▶ [Your assignment]
The answer should be one number: how many lines in the records below contain the word "data".

^^^^^^^^^^^^^^^^

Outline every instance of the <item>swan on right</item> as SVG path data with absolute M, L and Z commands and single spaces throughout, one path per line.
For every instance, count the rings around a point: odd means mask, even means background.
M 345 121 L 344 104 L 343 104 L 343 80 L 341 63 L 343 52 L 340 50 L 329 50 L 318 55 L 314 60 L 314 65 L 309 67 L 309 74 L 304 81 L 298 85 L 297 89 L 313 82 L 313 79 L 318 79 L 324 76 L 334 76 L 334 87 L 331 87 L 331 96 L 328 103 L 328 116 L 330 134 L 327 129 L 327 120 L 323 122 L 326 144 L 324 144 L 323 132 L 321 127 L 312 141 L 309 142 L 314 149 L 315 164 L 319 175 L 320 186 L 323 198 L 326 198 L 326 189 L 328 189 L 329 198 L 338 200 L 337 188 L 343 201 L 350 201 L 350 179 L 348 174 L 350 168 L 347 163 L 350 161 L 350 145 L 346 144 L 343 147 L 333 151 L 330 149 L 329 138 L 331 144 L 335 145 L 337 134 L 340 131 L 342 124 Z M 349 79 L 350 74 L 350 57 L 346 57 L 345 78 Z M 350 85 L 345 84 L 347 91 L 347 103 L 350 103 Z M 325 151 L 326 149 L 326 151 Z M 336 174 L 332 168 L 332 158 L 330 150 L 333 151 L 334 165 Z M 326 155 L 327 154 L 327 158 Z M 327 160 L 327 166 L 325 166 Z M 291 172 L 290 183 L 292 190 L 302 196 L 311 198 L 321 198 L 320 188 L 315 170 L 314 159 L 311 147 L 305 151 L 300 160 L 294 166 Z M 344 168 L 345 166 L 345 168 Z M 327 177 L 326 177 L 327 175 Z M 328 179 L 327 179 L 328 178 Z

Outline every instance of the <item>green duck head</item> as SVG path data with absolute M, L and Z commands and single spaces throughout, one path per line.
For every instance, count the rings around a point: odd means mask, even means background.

^^^^^^^^^^^^^^^^

▶ [Reply]
2